* Goal of the exercise
State only how many lines of the records contain the string "coordinates".

>>>

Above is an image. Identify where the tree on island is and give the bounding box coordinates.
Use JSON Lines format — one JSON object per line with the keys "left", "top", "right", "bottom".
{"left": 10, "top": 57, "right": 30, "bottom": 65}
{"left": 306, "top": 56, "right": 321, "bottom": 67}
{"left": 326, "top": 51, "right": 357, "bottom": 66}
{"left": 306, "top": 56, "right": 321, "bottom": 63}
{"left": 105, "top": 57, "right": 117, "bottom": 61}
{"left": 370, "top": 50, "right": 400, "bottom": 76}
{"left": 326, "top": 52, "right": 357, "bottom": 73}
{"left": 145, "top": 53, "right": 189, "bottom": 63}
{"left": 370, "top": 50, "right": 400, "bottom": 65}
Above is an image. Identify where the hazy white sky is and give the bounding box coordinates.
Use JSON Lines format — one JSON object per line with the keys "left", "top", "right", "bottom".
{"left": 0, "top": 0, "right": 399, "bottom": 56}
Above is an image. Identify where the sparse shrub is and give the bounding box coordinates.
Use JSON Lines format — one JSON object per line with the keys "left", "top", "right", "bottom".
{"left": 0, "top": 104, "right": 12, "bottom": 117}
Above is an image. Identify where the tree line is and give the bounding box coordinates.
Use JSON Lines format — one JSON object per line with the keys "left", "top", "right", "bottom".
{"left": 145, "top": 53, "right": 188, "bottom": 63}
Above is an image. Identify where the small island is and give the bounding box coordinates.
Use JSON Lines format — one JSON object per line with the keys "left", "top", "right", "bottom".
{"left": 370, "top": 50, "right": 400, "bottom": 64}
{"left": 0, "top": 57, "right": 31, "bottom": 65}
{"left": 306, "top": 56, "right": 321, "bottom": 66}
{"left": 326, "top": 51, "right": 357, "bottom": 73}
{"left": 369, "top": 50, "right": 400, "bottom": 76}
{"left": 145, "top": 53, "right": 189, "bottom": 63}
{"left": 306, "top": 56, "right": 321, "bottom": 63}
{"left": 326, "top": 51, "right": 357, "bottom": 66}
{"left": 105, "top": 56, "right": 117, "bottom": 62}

<<<

* Result for this exercise
5